● Requirement 1: Below, write out the entries word for word, from the line with "Check that every instance of the gray back" up to and including the last line of the entries.

Shelton v. State

White, P. J.

On the trial below the main State’s witness, Seaborn Hall, made the following statement, viz.: “About the time alleged in the indictment I went out about four hundred yards from my house, where a beef was being slaughtered. I found Bob Hogan, Albert Vester and defendant there. I bought two quarters of beef from Hogan. Shelton said he wanted but a little beef. He got a small piece of beef and the hide, and *37went off with it.” Counsel for defendant asked the witness to state who claimed the beef at the time the matters above stated occurred. The answer was objected to by the prosecution, and the objection was sustained by the court.

● Requirement 2: Reproduce the Shelton v. State opinion above word for word.

● Recorded information:

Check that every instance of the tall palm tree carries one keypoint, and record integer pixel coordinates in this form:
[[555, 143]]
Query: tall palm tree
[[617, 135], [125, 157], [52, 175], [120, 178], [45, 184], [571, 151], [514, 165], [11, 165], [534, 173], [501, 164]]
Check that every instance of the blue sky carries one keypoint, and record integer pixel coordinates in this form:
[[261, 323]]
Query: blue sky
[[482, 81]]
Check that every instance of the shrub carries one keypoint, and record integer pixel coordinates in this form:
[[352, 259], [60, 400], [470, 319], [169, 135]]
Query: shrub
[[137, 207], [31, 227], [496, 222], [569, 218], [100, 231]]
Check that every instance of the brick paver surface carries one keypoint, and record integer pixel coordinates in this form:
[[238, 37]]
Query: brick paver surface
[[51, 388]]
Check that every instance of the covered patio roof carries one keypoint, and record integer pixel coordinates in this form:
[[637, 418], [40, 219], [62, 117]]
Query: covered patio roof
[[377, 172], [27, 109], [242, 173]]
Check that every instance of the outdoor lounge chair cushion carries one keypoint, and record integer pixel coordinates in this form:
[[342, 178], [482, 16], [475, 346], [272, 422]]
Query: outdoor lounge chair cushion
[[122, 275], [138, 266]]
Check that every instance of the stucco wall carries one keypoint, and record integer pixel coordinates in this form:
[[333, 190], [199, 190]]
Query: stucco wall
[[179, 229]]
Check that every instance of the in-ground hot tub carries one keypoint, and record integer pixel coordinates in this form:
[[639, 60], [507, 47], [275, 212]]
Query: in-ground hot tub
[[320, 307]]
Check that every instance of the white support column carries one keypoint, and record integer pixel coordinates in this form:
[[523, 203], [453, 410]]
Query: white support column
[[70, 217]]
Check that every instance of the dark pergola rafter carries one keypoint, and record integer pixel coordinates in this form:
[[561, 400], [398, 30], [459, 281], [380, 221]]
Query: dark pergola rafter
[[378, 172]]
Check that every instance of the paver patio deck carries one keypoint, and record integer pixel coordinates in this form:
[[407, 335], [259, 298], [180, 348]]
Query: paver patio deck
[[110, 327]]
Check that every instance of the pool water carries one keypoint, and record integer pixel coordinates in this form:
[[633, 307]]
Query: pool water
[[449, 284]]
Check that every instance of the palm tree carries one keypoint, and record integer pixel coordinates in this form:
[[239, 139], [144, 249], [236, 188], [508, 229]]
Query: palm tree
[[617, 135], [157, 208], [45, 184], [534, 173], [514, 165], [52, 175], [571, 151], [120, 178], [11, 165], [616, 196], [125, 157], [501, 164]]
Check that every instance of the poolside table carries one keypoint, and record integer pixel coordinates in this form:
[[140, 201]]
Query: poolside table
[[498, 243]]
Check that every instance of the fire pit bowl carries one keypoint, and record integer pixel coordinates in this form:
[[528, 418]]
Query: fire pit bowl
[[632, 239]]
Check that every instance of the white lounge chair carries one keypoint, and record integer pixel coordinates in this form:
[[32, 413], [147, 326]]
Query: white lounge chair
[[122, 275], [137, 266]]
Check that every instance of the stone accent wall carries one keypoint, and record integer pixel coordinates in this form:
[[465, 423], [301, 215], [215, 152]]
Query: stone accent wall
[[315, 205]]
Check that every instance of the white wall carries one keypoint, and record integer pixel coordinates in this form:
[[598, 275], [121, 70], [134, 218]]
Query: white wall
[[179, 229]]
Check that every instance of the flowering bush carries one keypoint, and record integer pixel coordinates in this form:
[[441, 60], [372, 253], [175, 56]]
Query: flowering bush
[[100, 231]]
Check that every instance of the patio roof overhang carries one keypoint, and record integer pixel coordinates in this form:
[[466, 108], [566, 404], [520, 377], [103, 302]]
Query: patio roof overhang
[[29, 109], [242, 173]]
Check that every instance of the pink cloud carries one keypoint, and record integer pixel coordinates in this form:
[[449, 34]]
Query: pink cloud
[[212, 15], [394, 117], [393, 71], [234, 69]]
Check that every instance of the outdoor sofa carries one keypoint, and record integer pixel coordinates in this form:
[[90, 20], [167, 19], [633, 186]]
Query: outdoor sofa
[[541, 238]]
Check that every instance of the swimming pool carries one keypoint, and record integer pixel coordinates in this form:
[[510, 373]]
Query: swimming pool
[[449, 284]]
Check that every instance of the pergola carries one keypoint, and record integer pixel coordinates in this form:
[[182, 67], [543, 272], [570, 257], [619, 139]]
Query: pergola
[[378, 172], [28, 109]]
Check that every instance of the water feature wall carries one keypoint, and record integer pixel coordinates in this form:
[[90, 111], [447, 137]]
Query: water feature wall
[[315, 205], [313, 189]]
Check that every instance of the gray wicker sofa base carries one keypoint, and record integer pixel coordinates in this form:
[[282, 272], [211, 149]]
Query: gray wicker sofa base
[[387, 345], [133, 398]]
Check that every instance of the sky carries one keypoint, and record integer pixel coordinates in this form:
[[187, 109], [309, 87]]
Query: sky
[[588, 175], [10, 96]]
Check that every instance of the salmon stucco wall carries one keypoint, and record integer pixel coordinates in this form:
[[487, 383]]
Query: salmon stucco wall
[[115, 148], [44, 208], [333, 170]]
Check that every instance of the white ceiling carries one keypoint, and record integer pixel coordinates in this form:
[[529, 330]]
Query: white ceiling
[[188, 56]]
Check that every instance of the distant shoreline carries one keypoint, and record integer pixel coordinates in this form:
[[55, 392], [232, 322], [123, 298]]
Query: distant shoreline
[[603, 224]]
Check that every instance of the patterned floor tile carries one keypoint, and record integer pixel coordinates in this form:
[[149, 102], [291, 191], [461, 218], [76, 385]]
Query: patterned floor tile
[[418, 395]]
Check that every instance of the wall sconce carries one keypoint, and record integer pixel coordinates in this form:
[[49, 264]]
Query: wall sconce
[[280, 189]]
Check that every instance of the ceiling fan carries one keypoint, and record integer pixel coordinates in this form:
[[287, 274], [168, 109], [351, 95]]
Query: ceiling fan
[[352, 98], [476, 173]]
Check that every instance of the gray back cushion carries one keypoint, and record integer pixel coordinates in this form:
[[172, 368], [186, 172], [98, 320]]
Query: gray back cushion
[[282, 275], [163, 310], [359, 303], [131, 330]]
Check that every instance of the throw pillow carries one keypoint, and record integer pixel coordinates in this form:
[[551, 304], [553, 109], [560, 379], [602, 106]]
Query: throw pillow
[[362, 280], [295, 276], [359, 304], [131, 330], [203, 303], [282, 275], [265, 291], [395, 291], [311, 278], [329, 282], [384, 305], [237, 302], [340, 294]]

● Reply 1:
Check that every instance of the gray back cushion carries one keypoint, and record integer pixel coordinates in this form:
[[172, 368], [186, 172], [98, 320]]
Query: gray back cushion
[[282, 275], [163, 310], [359, 303], [131, 330]]
Check that every instance of the throw pillow carries one keypoint, and record integer pixel coordinates in this form:
[[551, 304], [553, 109], [560, 379], [602, 106]]
Query: throw pillow
[[362, 280], [295, 276], [359, 304], [131, 330], [203, 303], [282, 275], [265, 291], [395, 291], [311, 278], [329, 282], [384, 305], [237, 302], [340, 294]]

● Reply 2:
Shelton v. State

White, P. J.

On the trial below the main State’s witness, Seaborn Hall, made the following statement, viz.: “About the time alleged in the indictment I went out about four hundred yards from my house, where a beef was being slaughtered. I found Bob Hogan, Albert Vester and defendant there. I bought two quarters of beef from Hogan. Shelton said he wanted but a little beef. He got a small piece of beef and the hide, and *37went off with it.” Counsel for defendant asked the witness to state who claimed the beef at the time the matters above stated occurred. The answer was objected to by the prosecution, and the objection was sustained by the court.